Work to be completed: Count the lines in the data below that contain the word "tile". Give only that number.

----- Given records

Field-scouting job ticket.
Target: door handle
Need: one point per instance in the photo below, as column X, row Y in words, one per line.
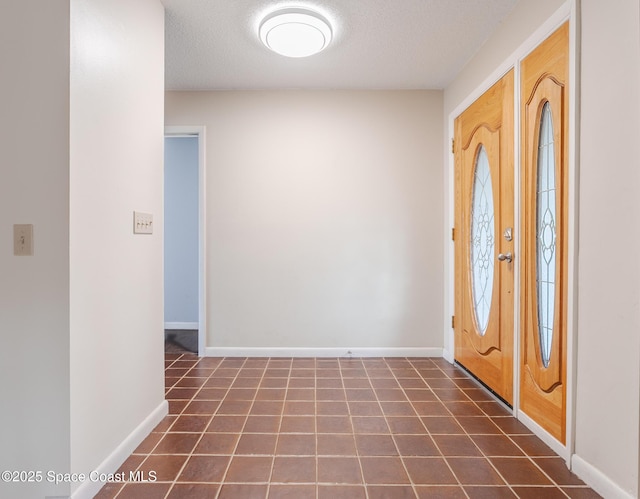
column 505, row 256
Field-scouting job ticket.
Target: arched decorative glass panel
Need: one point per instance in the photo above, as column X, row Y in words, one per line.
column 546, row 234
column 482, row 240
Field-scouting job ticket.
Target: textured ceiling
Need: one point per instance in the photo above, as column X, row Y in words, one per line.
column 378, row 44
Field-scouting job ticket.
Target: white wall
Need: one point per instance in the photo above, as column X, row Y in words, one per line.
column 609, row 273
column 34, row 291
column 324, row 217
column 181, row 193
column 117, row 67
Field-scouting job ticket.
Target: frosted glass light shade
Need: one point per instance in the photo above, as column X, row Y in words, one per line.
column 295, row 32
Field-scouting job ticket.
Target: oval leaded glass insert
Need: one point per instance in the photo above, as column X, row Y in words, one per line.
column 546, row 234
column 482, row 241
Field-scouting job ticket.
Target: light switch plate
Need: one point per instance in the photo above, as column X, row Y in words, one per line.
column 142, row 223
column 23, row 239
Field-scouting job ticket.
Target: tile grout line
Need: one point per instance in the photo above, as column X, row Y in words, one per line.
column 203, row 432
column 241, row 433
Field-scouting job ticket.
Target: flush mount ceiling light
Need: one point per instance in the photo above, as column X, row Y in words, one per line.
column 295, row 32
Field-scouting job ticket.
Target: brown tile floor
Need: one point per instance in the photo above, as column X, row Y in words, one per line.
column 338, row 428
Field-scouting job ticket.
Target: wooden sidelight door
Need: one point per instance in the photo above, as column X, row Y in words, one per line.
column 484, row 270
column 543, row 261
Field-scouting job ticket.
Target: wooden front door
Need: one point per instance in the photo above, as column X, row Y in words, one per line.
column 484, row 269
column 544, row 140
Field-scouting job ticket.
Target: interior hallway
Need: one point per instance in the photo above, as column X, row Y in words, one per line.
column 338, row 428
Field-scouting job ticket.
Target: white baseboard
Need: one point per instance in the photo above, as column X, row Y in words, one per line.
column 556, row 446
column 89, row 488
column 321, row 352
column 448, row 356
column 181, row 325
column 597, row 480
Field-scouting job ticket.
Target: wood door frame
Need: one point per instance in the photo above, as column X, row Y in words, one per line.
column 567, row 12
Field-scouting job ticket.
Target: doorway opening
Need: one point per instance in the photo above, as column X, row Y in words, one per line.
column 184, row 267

----------

Solved exercise: 2